WHAT TO PRODUCE:
Reprint the entries without altering anything.

MATERIAL SUPPLIED:
□ □ □
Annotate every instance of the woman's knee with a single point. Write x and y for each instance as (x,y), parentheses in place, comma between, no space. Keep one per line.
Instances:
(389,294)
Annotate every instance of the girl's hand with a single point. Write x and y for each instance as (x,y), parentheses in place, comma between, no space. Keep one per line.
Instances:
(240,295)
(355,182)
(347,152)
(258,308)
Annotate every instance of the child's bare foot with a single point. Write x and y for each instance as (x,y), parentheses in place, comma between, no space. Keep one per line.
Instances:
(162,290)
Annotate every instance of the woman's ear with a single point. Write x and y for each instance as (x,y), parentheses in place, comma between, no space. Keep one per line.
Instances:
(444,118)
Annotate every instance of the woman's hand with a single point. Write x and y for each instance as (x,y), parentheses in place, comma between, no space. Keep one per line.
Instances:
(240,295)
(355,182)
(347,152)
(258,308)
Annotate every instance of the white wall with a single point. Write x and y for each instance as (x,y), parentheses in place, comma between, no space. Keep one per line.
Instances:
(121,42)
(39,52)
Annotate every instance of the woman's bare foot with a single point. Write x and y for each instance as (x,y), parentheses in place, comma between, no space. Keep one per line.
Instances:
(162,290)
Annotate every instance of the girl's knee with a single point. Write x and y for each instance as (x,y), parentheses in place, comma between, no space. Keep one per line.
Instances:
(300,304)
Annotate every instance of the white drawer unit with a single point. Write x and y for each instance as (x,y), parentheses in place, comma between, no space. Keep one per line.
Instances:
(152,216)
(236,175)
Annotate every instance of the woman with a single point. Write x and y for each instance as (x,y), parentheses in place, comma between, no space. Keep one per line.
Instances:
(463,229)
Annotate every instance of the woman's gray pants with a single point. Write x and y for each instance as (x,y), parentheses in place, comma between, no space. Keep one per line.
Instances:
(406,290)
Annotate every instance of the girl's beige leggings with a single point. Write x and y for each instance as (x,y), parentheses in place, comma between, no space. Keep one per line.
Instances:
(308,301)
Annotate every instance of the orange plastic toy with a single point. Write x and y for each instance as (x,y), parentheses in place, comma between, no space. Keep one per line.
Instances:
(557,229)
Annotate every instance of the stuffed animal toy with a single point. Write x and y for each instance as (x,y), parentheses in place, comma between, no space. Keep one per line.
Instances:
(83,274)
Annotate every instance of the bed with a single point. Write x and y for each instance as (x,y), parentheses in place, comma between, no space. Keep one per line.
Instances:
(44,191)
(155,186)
□ □ □
WRITTEN SOLUTION:
Annotate every instance of the woman's knee with a single point. Write x and y for each instance as (x,y), parentheses in place, comma between, no space. Keep one per line.
Instances:
(389,294)
Annotate every instance of the girl's hand with a single point. Write x and y for each instance as (x,y), parentheses in place, comma between, no space. Keep one per line.
Instances:
(240,295)
(355,182)
(347,152)
(258,308)
Annotate every instance of the child's bare foot with a single point. Write x and y for each instance as (x,y), parentheses in place, comma between, no space. Keep one per line.
Instances:
(162,290)
Annotate every instance of the woman's ear with a single point. Write x and y for each instance as (x,y), parentheses in place, comma between, no space. Keep one per line.
Instances:
(444,118)
Annotate every instance of the woman's hand with a single point. Write x and y for each instance as (x,y), parentheses in place, comma between, no space. Keep one per line.
Instances:
(240,295)
(355,182)
(347,152)
(258,308)
Annotate every instance of the white wall with a single point. Write x and y for each instance as (x,y), parentheses in place, comma between, no space. Keep one per line.
Instances:
(121,42)
(39,52)
Annotate every instance of the woman's bare foot with a single point. Write x and y for each instance as (x,y), parentheses in place, comma between, no space. Keep one per line.
Instances:
(162,290)
Annotate every instance of the girl's knee with a single point. Write x and y for each instance as (x,y), parentheses in place, comma between, no space. Keep one per line.
Instances:
(300,304)
Annotate every instance of the white drawer unit with a single point. Write x and y for each instance as (x,y), parentheses in place, comma between, no space. Keep one per line.
Instances:
(152,216)
(236,175)
Annotate every instance of the woman with a single point. Write x and y for each instance as (x,y), parentheses in place, comma between, no space. Keep one per line.
Instances:
(463,229)
Annotate every instance of the woman's gray pants with a single point. Write x and y for each instance as (x,y), parentheses in place, comma between, no space. Keep one per line.
Instances:
(406,290)
Annotate every instance of the girl's beige leggings with a single point. Write x and y for each instance as (x,y), parentheses in place, comma between, no space. Keep one per line.
Instances:
(308,301)
Annotate every instance of the orange plastic toy with a single point. Write x and y for each instance as (x,y), parentheses in place, comma between, no space. Keep one per line.
Instances:
(557,229)
Annotate every instance of the stuffed animal toy with a single point. Write x and y for each instance as (x,y), parentheses in place, comma between, no space. Keep one per line.
Instances:
(83,274)
Annotate every instance of the bed with a single point. Write x and y for each instance as (x,y), parentheses in place, comma between, no space. Keep one per line.
Instances:
(44,191)
(155,186)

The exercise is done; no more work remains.